* **Directions**
Determine how many lines in these records hold "flower". Only the number is wanted.

Data extracted from a collection:

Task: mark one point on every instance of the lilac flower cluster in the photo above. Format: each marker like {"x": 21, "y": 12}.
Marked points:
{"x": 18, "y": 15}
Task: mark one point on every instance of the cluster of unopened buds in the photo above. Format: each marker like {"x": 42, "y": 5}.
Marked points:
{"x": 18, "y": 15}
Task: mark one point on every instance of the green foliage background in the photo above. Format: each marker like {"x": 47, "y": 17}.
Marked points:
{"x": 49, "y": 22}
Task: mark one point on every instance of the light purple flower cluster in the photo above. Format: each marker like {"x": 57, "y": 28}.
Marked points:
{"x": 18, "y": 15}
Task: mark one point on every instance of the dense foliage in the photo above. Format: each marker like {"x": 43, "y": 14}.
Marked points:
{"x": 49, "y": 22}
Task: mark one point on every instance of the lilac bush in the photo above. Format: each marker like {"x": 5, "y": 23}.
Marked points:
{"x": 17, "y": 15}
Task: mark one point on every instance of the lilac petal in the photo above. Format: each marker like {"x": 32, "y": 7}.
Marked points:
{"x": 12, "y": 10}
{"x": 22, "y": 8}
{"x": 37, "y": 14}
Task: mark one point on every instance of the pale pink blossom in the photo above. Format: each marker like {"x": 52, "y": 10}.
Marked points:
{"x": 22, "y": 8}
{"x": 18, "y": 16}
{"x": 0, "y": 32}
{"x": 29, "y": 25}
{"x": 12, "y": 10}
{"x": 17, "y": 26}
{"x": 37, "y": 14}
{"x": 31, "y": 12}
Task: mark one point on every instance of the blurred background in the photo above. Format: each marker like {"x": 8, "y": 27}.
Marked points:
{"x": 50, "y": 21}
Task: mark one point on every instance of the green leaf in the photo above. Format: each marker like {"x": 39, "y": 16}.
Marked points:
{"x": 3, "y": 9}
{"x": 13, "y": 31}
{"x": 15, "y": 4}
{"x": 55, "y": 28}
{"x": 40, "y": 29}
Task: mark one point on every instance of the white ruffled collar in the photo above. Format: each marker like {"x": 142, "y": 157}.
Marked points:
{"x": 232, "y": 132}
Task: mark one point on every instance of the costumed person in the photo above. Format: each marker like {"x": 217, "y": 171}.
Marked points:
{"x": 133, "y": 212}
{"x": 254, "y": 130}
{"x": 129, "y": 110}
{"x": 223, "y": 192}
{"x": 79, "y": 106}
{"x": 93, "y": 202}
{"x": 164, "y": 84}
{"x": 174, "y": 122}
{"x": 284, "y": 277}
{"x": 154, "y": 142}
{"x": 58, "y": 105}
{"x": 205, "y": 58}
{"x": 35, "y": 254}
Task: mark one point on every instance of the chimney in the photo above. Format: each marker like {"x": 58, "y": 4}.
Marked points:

* **Worked solution**
2